[Point placement records]
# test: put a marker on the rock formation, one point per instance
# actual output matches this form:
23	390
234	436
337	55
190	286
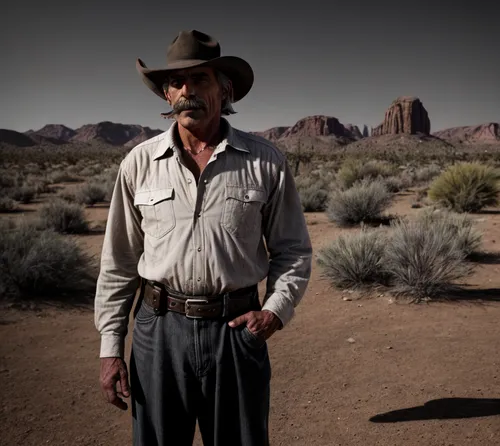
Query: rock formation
405	115
482	133
354	131
53	131
317	125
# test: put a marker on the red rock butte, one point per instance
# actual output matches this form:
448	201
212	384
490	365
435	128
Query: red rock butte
405	115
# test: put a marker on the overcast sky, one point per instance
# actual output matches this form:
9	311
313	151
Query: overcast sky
73	63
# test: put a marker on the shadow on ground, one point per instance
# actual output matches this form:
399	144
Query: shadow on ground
443	409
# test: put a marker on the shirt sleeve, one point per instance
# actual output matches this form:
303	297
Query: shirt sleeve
289	246
118	277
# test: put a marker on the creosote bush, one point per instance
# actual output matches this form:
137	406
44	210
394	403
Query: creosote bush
355	170
313	191
63	217
354	260
420	259
41	263
363	202
466	187
424	263
460	225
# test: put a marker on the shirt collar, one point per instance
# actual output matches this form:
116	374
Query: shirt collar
230	139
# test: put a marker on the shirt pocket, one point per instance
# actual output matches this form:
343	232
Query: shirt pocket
157	209
242	215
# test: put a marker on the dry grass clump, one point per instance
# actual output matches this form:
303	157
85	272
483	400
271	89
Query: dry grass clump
36	263
63	217
314	189
362	203
424	263
355	260
420	259
91	193
7	204
355	170
466	187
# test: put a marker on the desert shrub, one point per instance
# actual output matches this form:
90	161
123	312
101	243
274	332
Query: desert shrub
64	217
468	238
427	173
92	170
354	260
7	204
24	194
395	184
10	180
39	183
424	263
466	187
354	170
313	191
363	202
63	177
36	263
91	193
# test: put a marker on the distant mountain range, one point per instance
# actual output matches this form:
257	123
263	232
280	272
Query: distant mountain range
405	115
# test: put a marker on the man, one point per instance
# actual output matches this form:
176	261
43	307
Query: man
199	216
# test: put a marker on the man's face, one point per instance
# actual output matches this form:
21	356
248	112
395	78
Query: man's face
195	96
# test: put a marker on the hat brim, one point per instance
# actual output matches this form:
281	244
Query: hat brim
236	69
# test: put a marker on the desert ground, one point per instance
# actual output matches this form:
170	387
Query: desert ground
349	370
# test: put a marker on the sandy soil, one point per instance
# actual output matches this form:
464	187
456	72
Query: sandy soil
415	374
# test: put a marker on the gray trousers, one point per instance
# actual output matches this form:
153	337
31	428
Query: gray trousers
183	370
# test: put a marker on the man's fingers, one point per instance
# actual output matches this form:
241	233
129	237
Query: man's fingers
240	319
124	382
113	398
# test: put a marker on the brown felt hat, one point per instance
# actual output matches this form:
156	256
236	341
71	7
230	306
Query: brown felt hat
194	49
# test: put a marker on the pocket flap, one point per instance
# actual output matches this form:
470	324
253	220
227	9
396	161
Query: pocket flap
246	194
152	197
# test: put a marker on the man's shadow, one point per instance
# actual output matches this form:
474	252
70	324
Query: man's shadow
443	409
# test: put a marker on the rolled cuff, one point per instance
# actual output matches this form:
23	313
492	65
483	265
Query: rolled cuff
283	309
112	346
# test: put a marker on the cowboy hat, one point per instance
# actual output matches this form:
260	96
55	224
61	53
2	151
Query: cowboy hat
195	49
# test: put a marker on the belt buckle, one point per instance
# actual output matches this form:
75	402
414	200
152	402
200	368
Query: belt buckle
188	303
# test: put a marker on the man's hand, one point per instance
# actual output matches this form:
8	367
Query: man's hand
262	324
113	372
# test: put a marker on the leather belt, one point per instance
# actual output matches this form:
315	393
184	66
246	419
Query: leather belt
230	304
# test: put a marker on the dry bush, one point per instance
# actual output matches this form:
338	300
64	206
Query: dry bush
63	177
354	170
63	217
466	187
36	263
91	193
363	202
424	261
427	173
24	194
314	190
7	204
468	238
354	260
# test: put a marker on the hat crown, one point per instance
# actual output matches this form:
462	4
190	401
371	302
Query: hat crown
189	45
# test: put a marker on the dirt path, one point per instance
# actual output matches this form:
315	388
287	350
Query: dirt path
325	389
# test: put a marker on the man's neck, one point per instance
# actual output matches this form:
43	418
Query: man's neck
200	138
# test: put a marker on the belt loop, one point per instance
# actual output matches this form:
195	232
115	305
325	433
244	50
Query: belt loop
225	304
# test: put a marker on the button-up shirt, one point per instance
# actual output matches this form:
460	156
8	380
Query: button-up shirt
240	223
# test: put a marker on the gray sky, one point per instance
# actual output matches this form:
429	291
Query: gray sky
74	63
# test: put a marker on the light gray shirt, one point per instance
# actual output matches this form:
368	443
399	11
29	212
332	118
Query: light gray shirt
241	223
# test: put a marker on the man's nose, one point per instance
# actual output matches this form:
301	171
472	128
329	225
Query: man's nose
188	88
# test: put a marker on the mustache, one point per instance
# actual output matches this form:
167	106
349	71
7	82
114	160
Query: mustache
186	104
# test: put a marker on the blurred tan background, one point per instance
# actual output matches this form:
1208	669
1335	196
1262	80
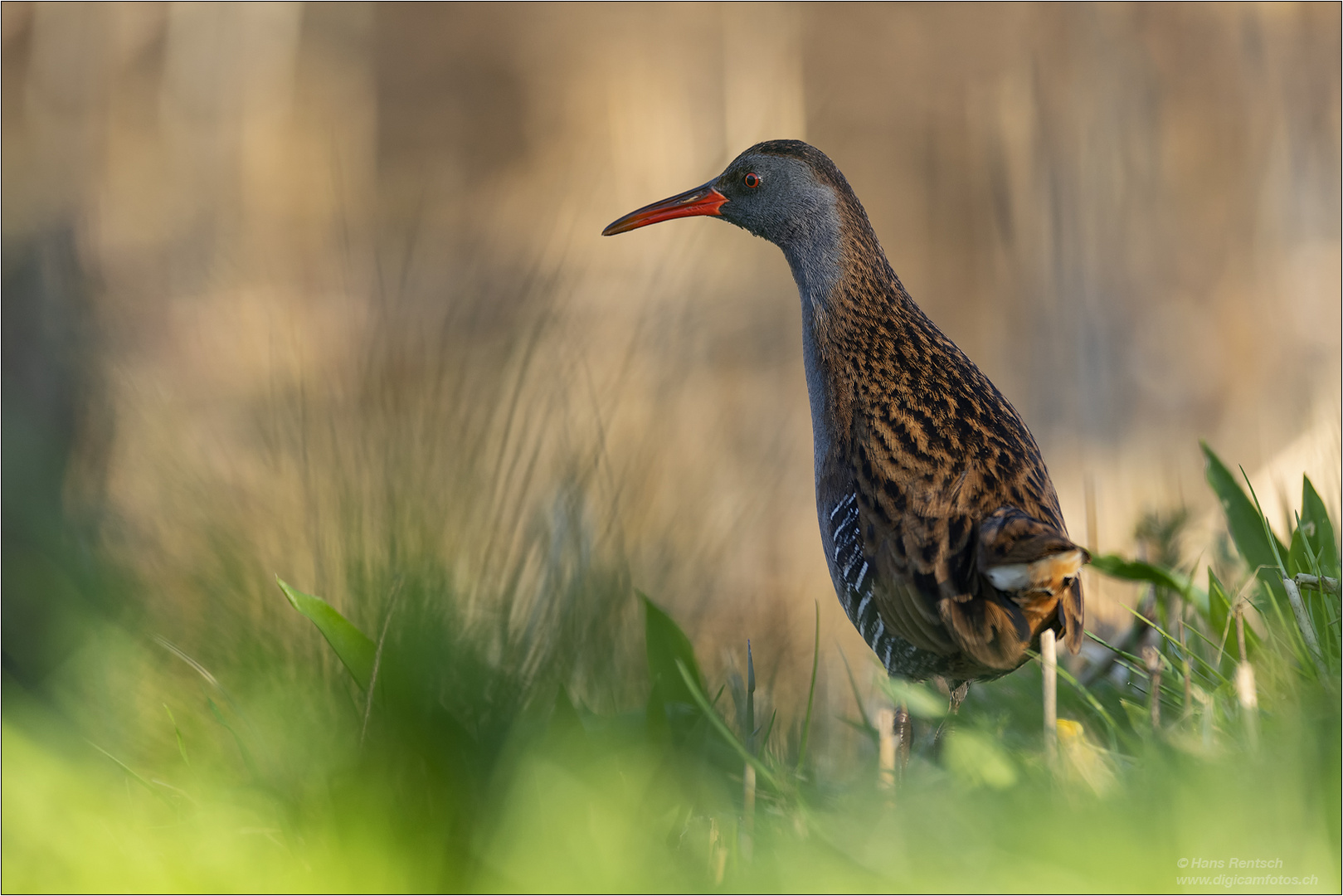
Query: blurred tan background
323	282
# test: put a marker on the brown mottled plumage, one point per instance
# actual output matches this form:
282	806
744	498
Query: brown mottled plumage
939	522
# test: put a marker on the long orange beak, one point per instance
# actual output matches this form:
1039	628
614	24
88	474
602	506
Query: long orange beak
701	201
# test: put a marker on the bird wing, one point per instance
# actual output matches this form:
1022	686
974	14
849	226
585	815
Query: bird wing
948	585
950	577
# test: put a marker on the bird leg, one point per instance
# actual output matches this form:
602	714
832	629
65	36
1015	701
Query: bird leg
958	694
903	733
955	696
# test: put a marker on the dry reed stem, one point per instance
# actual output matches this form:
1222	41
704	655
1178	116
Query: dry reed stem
1049	659
887	752
1152	657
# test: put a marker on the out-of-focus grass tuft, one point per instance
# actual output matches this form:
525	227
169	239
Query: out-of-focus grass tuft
444	757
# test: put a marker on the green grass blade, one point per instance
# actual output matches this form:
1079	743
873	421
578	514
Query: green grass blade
182	744
668	645
698	699
811	692
1258	547
353	648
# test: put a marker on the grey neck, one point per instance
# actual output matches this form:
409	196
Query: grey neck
814	258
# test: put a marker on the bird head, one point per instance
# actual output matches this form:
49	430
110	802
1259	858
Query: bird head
783	190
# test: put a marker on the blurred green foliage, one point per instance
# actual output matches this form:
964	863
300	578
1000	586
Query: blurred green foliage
430	763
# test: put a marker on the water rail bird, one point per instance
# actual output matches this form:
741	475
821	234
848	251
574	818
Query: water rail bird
939	522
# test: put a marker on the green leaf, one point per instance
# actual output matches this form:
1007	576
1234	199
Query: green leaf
666	644
353	648
1315	519
1117	567
1243	520
919	700
976	759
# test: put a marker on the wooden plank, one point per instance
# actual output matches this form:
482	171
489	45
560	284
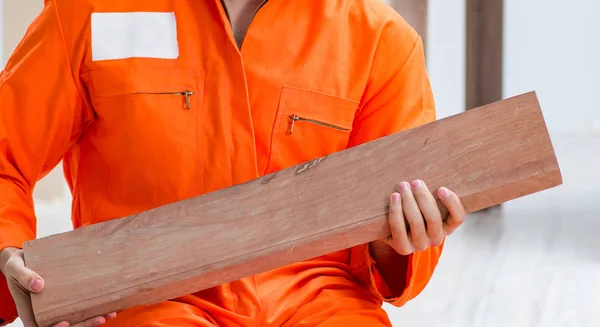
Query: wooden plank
415	14
484	53
292	215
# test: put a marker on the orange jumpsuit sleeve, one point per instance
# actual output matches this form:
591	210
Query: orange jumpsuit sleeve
41	117
398	96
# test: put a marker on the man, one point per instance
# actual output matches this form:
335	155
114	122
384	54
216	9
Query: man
151	102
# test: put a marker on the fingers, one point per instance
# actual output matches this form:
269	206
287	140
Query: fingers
430	212
414	217
456	210
22	281
23	303
399	239
29	280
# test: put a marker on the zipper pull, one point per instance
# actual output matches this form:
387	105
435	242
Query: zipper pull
293	119
188	103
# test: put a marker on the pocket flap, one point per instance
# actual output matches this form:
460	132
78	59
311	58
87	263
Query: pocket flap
134	79
318	106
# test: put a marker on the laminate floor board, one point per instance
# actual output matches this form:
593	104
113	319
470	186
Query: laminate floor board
535	263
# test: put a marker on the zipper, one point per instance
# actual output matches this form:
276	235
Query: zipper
187	94
294	118
262	4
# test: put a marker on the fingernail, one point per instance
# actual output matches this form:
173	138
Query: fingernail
444	192
404	186
36	285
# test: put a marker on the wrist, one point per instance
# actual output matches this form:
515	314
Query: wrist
5	254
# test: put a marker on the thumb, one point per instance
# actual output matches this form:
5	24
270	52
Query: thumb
27	278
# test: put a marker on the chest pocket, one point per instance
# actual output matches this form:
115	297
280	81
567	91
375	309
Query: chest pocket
309	125
145	139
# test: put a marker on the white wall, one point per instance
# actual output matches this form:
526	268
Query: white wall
553	46
446	53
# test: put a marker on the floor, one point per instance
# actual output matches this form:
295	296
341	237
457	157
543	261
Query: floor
534	262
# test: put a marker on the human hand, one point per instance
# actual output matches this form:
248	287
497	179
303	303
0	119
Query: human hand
416	221
23	281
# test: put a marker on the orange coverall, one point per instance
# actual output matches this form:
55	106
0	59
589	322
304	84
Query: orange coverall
144	126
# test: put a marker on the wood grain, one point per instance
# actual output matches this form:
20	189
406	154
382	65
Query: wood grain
295	214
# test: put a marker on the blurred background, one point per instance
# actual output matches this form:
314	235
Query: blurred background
533	261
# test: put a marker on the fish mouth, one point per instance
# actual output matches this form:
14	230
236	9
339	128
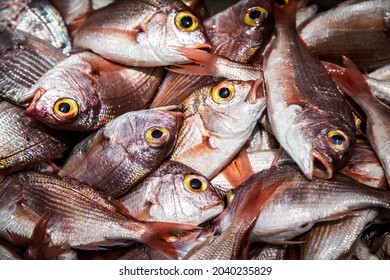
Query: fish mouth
38	94
255	93
205	46
321	167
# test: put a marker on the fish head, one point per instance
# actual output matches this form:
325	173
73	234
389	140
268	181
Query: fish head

* [DIRECTIVE]
Write out the lines of the material from the one containing "# test: put a marker on the wood grain, one" through the last, exactly and only those. Leave every picture out.

* [ANSWER FOR THE TASK]
# test: put a marker on the wood grain, one point per instance
# actual output matches this form:
20	189
406	154
382	65
Query: wood grain
295	214
# test: put a marker on the blurred background, one point per instance
# actual output matches this form:
314	235
Query: blurred background
533	261
# test: put a marker on the fish mouth, one point per instance
# actual output matches this form:
14	230
236	9
339	128
Query: fish mouth
38	94
255	93
205	46
321	167
# test: put a marker on the fish head, one point per instance
# actual output matches this form:
325	173
73	234
389	140
268	181
Query: fish head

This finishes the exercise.